Aim of the task -> Down to the last character, repeat the data that follows.

Exercise material ->
====
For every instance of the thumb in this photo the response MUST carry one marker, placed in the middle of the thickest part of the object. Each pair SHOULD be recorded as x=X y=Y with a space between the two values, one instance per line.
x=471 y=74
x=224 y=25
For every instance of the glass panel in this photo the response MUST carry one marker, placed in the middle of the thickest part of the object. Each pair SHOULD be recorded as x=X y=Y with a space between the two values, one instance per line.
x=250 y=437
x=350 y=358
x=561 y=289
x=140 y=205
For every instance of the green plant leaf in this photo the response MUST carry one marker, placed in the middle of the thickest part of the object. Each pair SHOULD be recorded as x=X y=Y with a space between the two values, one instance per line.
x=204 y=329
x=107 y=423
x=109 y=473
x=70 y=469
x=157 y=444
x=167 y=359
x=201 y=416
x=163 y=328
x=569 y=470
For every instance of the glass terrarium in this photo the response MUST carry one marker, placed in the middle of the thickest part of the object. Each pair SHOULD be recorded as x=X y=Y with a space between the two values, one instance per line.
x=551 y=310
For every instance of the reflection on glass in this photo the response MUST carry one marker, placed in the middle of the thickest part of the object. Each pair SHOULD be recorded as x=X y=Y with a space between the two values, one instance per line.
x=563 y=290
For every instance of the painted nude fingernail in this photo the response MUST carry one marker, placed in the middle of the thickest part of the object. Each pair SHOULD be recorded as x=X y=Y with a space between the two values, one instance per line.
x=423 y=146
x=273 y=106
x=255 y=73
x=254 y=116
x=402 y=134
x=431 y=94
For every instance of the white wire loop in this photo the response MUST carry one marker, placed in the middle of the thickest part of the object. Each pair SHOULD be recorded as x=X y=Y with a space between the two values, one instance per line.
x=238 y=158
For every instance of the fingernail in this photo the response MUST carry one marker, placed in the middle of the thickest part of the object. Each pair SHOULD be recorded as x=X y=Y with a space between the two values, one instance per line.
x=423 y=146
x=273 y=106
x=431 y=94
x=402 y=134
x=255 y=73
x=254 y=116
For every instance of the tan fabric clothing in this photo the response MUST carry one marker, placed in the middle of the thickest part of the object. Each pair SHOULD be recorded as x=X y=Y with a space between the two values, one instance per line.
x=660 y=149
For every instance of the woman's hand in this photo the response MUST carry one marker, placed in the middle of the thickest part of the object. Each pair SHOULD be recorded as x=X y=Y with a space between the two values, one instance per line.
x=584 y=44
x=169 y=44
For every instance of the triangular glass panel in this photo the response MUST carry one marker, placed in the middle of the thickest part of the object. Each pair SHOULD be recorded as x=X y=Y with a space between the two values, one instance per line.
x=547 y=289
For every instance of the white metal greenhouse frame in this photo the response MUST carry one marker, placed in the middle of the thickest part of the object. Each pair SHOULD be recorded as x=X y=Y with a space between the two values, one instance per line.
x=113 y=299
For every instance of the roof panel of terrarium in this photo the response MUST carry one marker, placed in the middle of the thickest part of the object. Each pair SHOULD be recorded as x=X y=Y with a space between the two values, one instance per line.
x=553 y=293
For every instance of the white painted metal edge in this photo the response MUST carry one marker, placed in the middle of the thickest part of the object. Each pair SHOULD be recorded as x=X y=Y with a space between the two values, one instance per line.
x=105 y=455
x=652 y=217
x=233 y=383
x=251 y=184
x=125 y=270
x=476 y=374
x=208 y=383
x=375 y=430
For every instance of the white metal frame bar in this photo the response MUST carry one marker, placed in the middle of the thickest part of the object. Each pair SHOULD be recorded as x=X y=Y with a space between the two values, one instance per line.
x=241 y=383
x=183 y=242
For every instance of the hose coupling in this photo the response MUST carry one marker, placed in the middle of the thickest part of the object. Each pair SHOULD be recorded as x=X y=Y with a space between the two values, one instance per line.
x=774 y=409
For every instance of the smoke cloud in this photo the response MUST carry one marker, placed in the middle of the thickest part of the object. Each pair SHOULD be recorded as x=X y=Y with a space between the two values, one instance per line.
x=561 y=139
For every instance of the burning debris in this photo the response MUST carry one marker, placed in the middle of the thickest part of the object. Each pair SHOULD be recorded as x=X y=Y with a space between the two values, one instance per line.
====
Task response ->
For every instance of the thumb in this photo the response MUST carry one marker, placed in the middle of the thickest part of the object. Each pair SHOULD be recorded as x=X y=Y with a space between the two values, one instance per line.
x=471 y=74
x=224 y=25
For every instance of the glass panel in this photo the response MUST carry one marker, placed in the middle of the thickest part of the object. Each pair SHOULD be recorded as x=X y=Y with a space between the two values, one instance per line.
x=250 y=437
x=350 y=358
x=561 y=289
x=140 y=205
For every instance of the green plant leaf in this photo the response MUST carry one marker, placed in the middle of the thickest part of the object. Each pair SHOULD be recorded as x=X y=Y with a space between the two values, one instance per line.
x=204 y=329
x=107 y=423
x=109 y=473
x=70 y=469
x=157 y=444
x=167 y=359
x=201 y=416
x=163 y=328
x=569 y=470
For every instance of the glass terrarium in this photo the response MUST carry one marker, placed in the middle of the thickest part of the object. Each pair SHOULD be recorded as x=X y=Y with a space between the two values, one instance per line.
x=551 y=310
For every instance of the reflection on glass in this photo the response MUST carry one marker, placed in the middle of the thickest part of the object. Each pair SHOULD be recorded as x=X y=Y with a space between the two values, one instance per line.
x=563 y=290
For every instance of the painted nude fingernail in this photo the response MUST carry one marker, placed in the middle of the thickest part of the object. Each pair SHOULD be recorded as x=X y=Y with a space between the two values, one instance per line.
x=423 y=146
x=273 y=106
x=255 y=73
x=254 y=116
x=402 y=134
x=431 y=94
For every instance of the white wire loop in this photo the response MUST carry one marker, placed in the middle of the thickest part of the object. Each pair SHOULD be recorded as x=X y=Y with a space between the two values, one instance per line.
x=238 y=158
For every instance of the fingernail in this photo the response MUST carry one marker, placed in the middle of the thickest part of the object. Each pair SHOULD be recorded as x=X y=Y with a space between the two values, one instance per line.
x=423 y=146
x=273 y=106
x=431 y=94
x=402 y=134
x=255 y=73
x=254 y=116
For every instance of the tan fabric clothing in this photo the response MUST carry one marker, placed in the middle of the thickest part of the object. Each pair SHOULD be recorded as x=X y=Y with a space between the two values, one instance per line.
x=660 y=149
For every instance of the woman's hand in this photo the response MUST carry one marker, placed in the middle of the thickest part of the object. Each pair SHOULD be recorded as x=X y=Y with a space between the two values, one instance per line.
x=584 y=44
x=169 y=44
For every instance of the triangular glass panel in this photo the response MUST carry one marker, placed in the middle of the thickest part of the object. Each pair SHOULD be recorded as x=X y=Y with a space between the two values, one instance per line.
x=547 y=289
For every instance of the white metal greenhouse frame in this photo the response MUST carry one marker, placed in the middle of the thickest part of the object. Each pair SHOULD be recorded as x=X y=Y with a space between the two values, one instance per line.
x=113 y=299
For every instance of the roof panel of terrarium in this photo the response MUST carry one marker, placed in the middle of the thickest part of the object. Each pair SHOULD be recorded as x=X y=Y with a space between the two values, one instance per line.
x=553 y=293
For every instance of the white painted metal edge in this photo the response MUST carry one marker, placed in the middle of the thickest part of the object. Each pair SHOULD be recorded as x=X y=Y with a space between the two values, one instance per line.
x=105 y=455
x=652 y=217
x=233 y=383
x=251 y=184
x=125 y=270
x=476 y=374
x=208 y=383
x=375 y=430
For every instance of the white metal frame bar in this photo the response MUST carry one marker, placed in the middle of the thickest part of the object. Each pair SHOULD be recorded as x=X y=Y with a space between the two values, one instance per line.
x=241 y=383
x=183 y=242
For every instance of the hose coupling in this photo the response MUST carry one marker, placed in the middle of the thickest part of the object. Each pair SHOULD be recorded as x=X y=Y with a space between the two values, one instance per line.
x=774 y=409
For every instance of the smoke cloud in this photo the response MUST carry one marker, placed in the middle of the thickest part of the object. Each pair SHOULD be recorded as x=X y=Y with a space between the two values, one instance per line.
x=561 y=139
For every instance of the burning debris in this photo the response MUST carry one marker, placed in the middle of the thickest part of the object. Each pair SHOULD be recorded as x=X y=Y with a space between the two values, one instance per line.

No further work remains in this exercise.